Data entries
[Start]

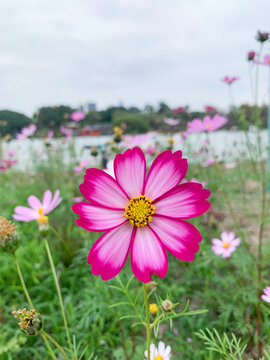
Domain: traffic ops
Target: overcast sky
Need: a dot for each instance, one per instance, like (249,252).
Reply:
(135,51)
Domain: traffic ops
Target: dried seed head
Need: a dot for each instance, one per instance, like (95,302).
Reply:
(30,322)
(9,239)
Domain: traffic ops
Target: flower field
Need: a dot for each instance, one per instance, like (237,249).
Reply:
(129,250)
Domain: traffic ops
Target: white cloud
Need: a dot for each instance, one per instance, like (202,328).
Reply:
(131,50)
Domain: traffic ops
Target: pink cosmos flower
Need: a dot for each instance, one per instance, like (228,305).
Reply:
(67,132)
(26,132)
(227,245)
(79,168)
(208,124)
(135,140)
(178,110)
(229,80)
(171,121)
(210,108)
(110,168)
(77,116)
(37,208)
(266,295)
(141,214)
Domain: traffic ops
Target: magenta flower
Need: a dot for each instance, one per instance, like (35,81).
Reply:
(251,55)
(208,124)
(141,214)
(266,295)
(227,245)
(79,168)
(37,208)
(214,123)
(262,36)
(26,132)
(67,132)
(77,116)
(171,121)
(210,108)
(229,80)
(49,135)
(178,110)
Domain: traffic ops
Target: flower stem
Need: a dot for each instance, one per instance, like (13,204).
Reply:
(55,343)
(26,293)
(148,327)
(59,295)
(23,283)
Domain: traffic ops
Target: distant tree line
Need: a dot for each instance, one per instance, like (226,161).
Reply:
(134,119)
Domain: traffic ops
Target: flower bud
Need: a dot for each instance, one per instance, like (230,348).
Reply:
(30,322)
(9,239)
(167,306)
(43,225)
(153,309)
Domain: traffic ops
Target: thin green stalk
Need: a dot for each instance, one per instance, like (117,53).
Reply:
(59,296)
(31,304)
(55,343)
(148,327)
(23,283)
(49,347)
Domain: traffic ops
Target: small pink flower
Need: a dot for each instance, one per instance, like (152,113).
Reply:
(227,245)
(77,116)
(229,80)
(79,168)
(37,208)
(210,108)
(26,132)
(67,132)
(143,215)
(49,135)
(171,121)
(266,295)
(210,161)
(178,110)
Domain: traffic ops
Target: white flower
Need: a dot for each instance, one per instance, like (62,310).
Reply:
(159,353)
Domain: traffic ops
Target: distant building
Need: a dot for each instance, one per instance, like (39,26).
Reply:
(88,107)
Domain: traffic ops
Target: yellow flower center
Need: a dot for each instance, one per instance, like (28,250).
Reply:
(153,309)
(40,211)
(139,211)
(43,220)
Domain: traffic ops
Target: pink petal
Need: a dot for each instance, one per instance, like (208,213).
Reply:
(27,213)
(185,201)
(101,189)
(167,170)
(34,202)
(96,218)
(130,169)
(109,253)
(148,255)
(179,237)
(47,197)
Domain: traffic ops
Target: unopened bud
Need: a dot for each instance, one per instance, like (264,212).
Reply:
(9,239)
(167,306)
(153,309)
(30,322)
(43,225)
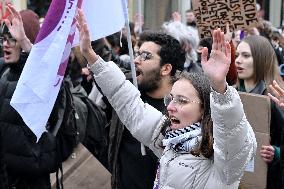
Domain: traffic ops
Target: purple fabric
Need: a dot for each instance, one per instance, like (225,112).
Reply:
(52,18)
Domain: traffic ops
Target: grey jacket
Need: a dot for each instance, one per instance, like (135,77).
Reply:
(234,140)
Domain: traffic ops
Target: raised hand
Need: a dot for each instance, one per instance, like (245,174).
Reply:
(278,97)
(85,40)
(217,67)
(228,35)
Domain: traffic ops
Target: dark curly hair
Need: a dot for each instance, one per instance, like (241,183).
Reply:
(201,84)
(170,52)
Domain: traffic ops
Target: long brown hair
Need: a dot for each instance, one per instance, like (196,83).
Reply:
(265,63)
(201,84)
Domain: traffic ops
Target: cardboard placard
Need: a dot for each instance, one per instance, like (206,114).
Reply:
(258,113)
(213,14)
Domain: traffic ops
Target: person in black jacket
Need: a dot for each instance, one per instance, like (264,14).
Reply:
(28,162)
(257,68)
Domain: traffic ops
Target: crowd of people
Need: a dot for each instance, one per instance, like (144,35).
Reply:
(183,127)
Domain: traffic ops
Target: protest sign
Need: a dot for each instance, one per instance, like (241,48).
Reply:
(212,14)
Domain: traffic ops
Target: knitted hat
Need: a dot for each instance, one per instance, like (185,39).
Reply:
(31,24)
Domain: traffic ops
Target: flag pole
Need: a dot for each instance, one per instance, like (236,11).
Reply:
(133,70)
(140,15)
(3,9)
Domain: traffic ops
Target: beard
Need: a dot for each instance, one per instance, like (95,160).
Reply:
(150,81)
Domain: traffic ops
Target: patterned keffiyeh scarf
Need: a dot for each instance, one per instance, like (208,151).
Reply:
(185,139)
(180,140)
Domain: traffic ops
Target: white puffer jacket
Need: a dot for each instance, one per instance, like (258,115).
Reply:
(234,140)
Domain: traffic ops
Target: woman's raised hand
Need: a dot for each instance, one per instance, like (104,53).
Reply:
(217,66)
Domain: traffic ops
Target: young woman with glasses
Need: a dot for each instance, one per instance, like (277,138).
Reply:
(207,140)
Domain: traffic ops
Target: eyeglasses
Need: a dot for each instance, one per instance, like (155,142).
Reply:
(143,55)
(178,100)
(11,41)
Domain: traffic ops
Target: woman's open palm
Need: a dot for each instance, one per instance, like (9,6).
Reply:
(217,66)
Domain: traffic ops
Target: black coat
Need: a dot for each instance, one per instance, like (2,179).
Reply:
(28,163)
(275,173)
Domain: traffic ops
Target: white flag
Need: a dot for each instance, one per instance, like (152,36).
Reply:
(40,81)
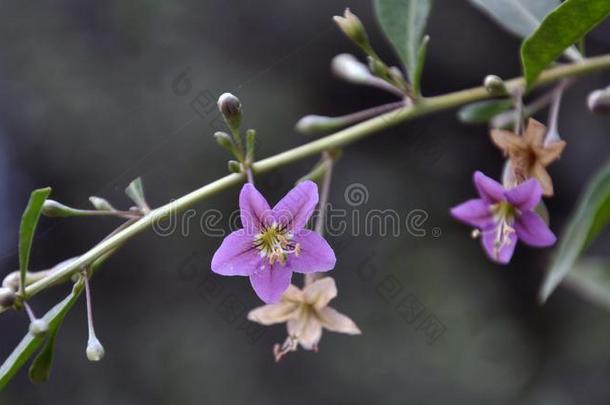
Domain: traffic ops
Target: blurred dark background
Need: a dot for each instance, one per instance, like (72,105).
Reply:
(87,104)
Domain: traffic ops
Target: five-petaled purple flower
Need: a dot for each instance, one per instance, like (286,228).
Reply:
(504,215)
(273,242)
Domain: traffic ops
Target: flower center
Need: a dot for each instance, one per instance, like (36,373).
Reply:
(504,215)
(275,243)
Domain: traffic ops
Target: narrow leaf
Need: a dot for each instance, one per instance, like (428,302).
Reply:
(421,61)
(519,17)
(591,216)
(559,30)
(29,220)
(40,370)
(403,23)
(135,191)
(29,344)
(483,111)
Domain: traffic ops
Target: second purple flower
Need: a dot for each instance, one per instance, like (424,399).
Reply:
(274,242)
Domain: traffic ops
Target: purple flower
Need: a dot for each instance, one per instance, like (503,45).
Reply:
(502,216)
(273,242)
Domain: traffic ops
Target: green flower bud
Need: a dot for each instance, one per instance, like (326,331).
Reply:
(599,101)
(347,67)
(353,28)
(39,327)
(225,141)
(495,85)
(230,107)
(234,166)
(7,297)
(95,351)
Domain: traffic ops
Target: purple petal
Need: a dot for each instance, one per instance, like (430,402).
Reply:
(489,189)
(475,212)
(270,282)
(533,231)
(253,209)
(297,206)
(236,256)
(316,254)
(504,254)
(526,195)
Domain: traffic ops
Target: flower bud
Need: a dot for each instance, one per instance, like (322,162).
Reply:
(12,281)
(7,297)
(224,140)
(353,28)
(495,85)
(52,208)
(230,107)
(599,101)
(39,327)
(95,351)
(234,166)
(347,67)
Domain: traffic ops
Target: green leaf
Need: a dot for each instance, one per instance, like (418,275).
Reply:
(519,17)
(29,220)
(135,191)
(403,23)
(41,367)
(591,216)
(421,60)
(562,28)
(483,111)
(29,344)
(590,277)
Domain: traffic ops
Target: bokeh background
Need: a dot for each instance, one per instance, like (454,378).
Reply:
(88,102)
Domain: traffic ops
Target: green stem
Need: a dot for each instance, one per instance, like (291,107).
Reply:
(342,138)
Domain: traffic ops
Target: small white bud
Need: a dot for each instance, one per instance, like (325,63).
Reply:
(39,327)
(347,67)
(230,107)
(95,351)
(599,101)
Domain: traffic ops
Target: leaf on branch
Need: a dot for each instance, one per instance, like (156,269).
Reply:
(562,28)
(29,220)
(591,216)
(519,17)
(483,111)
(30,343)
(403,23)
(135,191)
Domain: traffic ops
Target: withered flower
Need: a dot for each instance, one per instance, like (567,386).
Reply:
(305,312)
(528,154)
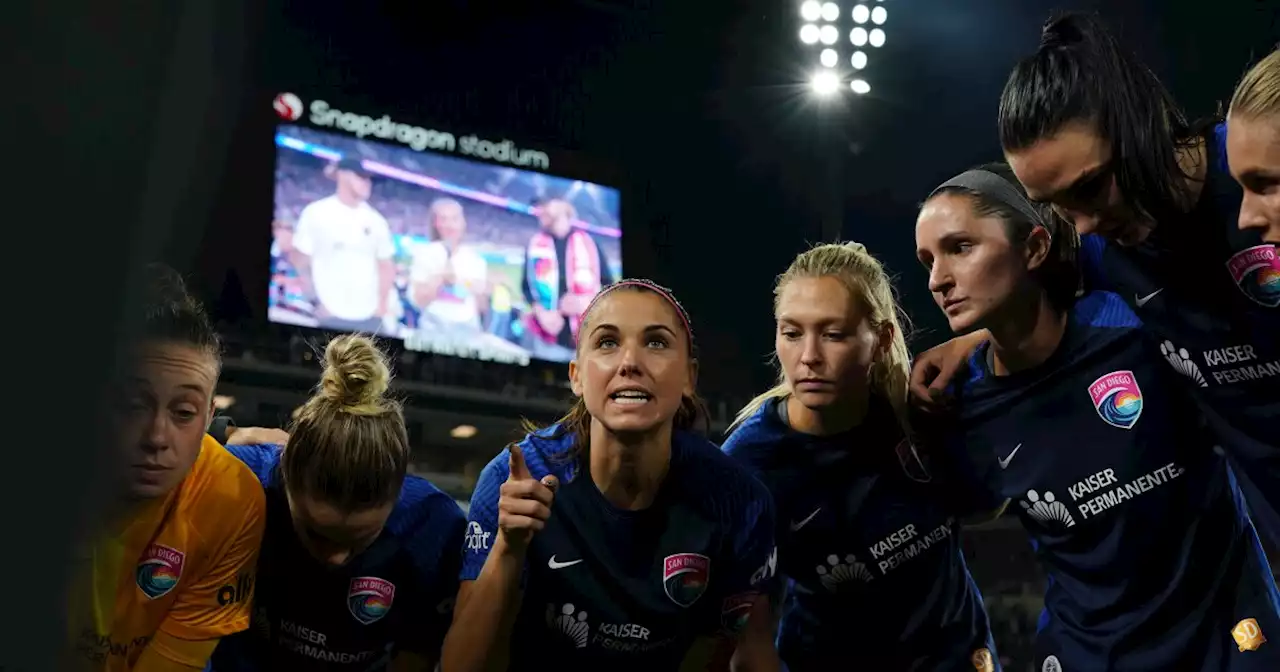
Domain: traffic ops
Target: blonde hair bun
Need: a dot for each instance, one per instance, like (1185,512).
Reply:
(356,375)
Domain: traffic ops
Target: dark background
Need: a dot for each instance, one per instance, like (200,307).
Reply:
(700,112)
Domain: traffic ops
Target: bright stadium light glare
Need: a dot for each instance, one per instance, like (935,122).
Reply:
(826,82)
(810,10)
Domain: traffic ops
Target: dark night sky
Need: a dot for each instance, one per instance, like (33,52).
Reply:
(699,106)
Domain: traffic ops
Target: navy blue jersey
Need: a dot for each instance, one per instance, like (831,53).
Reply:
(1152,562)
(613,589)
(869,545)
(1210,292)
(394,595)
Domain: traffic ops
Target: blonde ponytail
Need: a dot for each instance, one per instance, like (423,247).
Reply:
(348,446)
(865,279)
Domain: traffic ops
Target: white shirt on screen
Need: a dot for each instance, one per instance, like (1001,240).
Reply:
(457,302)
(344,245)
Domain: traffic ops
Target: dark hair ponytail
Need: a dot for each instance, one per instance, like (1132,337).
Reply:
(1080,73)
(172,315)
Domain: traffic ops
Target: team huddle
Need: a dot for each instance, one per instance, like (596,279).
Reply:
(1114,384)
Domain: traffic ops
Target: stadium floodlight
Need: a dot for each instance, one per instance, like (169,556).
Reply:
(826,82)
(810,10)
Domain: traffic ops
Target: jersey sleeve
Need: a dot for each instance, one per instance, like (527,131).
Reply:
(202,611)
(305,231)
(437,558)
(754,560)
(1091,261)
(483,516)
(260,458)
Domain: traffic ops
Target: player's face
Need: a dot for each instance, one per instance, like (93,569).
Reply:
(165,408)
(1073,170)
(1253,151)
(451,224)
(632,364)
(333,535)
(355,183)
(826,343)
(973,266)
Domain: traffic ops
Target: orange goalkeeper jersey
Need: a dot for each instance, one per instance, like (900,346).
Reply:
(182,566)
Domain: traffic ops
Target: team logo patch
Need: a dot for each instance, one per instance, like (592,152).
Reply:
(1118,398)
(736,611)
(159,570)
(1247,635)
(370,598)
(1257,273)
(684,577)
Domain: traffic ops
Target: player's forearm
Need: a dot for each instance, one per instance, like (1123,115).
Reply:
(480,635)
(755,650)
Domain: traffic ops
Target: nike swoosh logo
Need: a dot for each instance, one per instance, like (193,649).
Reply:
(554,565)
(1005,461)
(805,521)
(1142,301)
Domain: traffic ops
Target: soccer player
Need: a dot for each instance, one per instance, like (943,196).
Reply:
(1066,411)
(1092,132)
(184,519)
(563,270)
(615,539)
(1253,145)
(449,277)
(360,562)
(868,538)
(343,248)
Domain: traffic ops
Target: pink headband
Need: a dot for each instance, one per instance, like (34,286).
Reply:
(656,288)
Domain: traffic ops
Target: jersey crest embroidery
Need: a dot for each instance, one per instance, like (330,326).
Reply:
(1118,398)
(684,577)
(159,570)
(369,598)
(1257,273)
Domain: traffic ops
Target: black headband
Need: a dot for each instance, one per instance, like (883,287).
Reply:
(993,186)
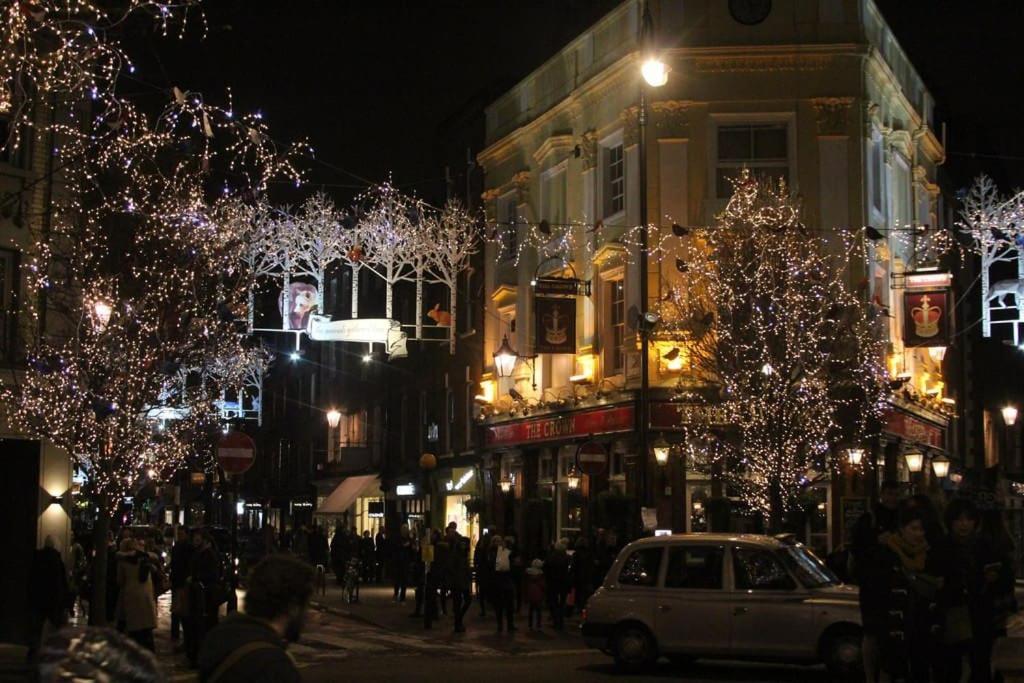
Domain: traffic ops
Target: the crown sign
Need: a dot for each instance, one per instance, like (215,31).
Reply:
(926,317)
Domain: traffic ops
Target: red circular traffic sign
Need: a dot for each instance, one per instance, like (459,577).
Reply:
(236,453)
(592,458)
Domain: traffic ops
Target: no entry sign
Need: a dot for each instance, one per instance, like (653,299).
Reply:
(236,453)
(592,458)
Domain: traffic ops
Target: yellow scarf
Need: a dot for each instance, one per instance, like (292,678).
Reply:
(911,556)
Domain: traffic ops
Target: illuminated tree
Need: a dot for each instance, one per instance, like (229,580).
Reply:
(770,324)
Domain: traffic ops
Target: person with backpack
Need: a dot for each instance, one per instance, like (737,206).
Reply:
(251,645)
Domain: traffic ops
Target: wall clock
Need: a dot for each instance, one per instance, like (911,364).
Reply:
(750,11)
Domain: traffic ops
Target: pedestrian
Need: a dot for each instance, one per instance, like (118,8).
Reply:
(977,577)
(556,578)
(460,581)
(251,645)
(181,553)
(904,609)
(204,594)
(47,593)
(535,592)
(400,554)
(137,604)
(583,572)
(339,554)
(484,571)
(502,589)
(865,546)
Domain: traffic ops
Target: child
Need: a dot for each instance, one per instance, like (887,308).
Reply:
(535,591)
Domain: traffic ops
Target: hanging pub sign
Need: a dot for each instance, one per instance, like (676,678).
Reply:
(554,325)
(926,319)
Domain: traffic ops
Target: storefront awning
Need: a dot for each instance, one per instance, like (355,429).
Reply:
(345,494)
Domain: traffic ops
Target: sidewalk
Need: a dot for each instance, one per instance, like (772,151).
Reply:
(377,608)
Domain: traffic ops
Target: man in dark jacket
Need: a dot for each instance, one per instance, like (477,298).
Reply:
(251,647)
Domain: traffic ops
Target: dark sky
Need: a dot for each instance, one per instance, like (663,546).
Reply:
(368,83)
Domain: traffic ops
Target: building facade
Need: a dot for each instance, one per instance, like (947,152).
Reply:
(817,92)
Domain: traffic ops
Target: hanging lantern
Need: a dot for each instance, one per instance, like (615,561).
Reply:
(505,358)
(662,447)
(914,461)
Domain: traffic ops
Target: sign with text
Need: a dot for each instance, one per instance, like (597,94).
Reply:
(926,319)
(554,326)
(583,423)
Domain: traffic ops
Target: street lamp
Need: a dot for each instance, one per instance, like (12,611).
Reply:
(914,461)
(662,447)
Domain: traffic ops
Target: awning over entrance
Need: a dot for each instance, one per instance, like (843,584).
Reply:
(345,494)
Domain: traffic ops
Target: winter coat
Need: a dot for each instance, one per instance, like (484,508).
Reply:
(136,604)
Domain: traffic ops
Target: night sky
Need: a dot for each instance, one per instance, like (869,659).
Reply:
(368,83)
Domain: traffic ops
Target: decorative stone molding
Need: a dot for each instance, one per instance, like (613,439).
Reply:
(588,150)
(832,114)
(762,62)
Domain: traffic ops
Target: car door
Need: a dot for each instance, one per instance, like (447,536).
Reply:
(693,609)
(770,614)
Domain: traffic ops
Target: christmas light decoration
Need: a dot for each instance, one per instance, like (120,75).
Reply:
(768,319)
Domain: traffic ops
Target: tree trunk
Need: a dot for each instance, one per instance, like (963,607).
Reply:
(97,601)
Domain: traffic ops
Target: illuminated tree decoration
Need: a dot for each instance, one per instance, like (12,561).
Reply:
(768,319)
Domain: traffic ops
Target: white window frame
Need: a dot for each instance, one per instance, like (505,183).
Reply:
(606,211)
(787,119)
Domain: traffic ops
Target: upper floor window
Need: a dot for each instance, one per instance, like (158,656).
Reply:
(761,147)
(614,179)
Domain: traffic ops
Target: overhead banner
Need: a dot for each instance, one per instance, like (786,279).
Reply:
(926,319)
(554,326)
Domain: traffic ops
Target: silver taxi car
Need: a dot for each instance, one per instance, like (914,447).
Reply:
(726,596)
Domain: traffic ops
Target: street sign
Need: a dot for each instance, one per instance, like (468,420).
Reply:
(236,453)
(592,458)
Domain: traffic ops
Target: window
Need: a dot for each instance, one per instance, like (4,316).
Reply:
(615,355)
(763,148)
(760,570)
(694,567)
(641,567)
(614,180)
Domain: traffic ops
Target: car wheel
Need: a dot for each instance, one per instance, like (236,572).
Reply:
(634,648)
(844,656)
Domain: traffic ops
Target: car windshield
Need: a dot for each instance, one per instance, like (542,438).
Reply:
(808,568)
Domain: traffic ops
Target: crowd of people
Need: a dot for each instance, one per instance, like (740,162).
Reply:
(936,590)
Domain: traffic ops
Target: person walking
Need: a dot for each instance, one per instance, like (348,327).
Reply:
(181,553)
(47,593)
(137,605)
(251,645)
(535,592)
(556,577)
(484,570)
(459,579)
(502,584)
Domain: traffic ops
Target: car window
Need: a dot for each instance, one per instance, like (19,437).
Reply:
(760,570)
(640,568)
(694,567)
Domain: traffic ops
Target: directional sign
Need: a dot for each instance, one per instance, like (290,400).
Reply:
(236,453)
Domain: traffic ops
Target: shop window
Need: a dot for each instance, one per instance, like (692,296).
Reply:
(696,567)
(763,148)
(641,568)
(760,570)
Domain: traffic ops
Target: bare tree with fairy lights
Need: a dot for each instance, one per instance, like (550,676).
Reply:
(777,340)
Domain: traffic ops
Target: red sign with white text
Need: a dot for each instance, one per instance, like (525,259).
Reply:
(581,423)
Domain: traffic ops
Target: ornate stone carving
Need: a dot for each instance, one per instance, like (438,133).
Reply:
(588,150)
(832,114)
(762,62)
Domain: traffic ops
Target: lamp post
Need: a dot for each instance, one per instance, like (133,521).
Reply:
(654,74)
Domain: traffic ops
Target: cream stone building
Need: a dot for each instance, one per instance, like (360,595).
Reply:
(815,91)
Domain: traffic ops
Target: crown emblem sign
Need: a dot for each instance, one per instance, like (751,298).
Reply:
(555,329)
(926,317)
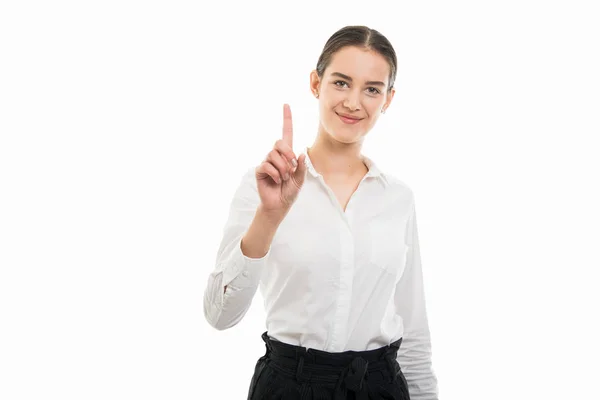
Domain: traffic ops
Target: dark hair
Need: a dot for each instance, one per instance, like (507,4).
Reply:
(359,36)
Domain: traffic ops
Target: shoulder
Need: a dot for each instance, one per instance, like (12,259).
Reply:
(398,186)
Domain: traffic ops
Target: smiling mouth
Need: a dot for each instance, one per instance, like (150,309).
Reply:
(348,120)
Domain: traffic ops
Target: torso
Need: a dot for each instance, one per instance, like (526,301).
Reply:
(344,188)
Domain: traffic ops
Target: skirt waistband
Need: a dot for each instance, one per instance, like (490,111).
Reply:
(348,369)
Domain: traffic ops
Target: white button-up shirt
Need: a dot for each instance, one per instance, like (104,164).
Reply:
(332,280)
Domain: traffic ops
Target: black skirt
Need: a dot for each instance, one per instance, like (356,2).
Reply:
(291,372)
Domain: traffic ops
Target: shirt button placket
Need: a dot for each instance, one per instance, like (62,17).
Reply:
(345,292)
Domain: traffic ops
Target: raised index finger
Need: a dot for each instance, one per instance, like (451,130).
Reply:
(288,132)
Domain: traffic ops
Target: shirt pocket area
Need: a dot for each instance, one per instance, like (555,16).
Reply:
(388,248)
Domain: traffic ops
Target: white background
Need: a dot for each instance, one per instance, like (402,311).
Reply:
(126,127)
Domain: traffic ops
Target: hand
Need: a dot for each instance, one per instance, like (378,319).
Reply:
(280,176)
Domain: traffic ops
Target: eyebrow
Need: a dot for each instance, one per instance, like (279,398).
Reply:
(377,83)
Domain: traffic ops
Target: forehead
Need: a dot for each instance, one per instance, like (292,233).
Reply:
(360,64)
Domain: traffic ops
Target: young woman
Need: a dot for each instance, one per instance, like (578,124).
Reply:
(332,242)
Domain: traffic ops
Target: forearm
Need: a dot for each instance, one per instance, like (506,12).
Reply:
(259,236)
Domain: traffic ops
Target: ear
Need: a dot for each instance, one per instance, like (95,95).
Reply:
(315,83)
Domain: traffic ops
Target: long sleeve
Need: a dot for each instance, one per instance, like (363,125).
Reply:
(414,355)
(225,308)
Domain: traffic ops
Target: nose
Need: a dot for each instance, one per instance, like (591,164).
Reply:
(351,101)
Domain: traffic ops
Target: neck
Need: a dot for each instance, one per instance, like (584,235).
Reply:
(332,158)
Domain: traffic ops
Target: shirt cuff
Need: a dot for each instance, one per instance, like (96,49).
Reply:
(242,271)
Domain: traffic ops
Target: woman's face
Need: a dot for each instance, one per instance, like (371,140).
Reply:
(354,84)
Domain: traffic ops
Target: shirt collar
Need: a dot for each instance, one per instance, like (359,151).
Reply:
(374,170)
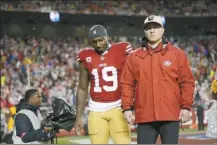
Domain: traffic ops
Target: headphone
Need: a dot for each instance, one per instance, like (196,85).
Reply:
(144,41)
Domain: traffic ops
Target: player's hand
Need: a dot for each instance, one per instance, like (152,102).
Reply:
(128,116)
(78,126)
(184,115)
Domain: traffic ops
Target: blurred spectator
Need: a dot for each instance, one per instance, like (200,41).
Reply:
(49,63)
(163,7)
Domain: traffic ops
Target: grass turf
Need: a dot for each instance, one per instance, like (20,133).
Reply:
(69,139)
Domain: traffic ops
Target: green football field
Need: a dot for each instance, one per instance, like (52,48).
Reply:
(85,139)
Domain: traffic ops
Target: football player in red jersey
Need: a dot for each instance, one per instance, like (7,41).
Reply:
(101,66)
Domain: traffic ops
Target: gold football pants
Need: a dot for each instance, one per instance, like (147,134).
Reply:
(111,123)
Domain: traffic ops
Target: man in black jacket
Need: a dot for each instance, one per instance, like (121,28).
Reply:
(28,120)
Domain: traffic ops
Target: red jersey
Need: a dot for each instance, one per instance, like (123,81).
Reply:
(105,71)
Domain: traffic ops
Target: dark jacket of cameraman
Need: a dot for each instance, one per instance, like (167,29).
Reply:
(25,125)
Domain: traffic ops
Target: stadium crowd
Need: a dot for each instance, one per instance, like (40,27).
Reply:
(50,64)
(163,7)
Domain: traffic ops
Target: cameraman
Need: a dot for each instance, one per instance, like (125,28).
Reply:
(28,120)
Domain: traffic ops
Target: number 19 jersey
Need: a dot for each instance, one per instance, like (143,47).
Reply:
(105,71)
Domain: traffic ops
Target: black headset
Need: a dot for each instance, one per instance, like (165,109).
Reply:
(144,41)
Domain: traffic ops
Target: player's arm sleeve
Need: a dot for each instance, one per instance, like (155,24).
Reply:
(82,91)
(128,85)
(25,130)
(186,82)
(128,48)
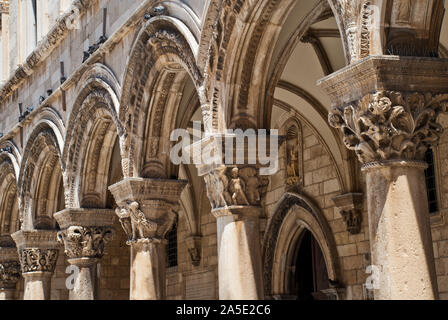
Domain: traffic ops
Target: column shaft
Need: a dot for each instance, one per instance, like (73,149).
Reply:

[End]

▶ _SHORT PROBLEM_: Find every line in the data above that contains the string "small", and copy each of those lines. Case counts.

▶ _COMPLETE OUTPUT_:
Target: small pink flower
Target: small white bud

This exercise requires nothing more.